DOCUMENT EXTRACT
__________________________________________________
Hockey Log: Sunday Edition

Long-term thinking
With new contract, Army, Friars anticipate steady strides


Friartown has no hockey hot seat, in case that wasn’t evident before.

Anywhere, and that means anywhere, away from the urban wilderness of the Dunkin Donuts Center, you won’t find that nearly absurd pressure cooker where the basketball fans and media’s vocal petition seems to automatically presage a shift in front office personnel. Men’s hockey may be a runaway silver medalist in the way of Friar Fanaticism –and it’s literally the hottest ticket on campus- but by the same token, it’s safely pocketed in reasonable solitude.

How much influence that kind of dynamic has on PC hockey’s better allotment of progressive wiggle-room, though, is as grey as a Providence puckster’s shoulder cap. The bottom line is that Tim Army’s fresh contract extension, declared Wednesday to now be valid through at least 2013, is emblematic of a refinement in trust.

Do the math: Army’s tenure as the boss of his beloved alma mater is lined up to last at least eight seasons, more than double the three years digested so far prior to Wednesday’s new deal. The last time such an announcement like this was made, it was when Army initially emerged for his third dip into Schneider Arena –a dozen years after he left his sidekick position with Mike McShane to join Ron Wilson’s NHL coaching firm in Anaheim.

When he tabbed Army as the new Friars foreman 37 months ago, athletic director Bob Driscoll guaranteed nothing in the way of tangible longevity. Now that he has, there is little or no remaining cause to speculate that the past three years have been mere experimentation. Well, maybe not from Driscoll’s perch.

Asked for a self-evaluation, Army offered, “I am pleased with the culture and identity that we have established for our program over our first three years. Our overall depth in respect to speed, skill, and hockey IQ has improved allowing us to progress as a hockey team.”
__________________________________________________
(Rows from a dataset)

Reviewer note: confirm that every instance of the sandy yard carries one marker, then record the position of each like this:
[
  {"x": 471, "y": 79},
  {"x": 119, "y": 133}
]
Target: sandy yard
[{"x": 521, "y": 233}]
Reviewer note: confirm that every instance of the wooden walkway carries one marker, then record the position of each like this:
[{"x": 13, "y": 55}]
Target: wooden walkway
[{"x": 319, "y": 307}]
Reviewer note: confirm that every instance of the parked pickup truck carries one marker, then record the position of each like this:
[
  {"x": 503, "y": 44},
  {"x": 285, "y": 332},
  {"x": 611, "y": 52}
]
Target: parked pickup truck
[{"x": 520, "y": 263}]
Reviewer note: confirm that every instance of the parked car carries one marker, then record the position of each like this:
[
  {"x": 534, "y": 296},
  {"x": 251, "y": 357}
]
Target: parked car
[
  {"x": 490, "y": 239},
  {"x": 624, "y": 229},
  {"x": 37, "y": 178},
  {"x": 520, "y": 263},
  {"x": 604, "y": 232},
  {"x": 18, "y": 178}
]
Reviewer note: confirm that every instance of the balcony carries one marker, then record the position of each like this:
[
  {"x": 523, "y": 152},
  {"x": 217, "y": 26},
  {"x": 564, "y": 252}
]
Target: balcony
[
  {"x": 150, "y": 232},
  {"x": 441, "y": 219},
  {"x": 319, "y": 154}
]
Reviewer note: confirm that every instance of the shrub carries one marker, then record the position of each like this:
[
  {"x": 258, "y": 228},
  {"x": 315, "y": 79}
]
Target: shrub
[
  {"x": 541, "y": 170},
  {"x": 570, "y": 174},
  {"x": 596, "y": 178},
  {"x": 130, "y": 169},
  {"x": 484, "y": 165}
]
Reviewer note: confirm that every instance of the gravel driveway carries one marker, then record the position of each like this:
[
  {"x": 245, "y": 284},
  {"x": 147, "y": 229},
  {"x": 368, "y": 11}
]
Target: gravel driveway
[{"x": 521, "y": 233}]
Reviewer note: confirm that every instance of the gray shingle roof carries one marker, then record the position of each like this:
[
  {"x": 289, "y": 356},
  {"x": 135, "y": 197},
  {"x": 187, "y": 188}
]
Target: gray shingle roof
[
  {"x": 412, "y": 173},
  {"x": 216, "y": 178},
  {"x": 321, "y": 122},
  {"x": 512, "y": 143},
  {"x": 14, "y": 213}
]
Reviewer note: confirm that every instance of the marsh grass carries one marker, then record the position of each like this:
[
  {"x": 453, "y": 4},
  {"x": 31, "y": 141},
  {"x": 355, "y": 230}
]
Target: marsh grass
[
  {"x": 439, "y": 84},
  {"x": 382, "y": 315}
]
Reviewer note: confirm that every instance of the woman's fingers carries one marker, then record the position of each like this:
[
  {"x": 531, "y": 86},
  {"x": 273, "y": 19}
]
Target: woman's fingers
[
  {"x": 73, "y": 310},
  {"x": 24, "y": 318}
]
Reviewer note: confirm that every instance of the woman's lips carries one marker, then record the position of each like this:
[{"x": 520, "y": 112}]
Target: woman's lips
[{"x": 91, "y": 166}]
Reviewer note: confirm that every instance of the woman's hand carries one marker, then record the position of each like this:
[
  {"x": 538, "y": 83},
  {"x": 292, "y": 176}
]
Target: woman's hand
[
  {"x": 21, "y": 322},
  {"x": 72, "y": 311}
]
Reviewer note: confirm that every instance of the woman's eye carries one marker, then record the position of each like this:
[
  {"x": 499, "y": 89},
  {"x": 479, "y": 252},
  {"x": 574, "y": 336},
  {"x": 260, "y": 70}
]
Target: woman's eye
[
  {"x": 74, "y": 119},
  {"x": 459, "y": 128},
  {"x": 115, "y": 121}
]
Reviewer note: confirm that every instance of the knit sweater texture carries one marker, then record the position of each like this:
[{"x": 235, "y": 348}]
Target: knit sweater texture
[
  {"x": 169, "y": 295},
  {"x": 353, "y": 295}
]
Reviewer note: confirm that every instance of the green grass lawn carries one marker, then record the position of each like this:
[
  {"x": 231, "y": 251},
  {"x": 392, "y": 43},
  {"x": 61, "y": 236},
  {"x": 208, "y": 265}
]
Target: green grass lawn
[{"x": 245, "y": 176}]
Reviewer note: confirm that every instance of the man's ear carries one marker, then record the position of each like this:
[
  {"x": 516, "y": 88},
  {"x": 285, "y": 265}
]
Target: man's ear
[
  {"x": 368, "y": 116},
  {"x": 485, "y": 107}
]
__________________________________________________
SHORT EXERCISE
Does the Hockey Log column agree with each statement below? Give yes or no for each, with the deciding words from the column quoted exactly.
1. Tim Army's contract extension runs through at least 2013.
2. When Bob Driscoll hired Army, he promised him a long tenure.
3. Army had completed three years as coach before the new deal was announced.

EXERCISE RESPONSE
1. Yes: "declared Wednesday to now be valid through at least 2013"
2. No: "athletic director Bob Driscoll guaranteed nothing in the way of tangible longevity"
3. Yes: "the three years digested so far prior to Wednesday’s new deal"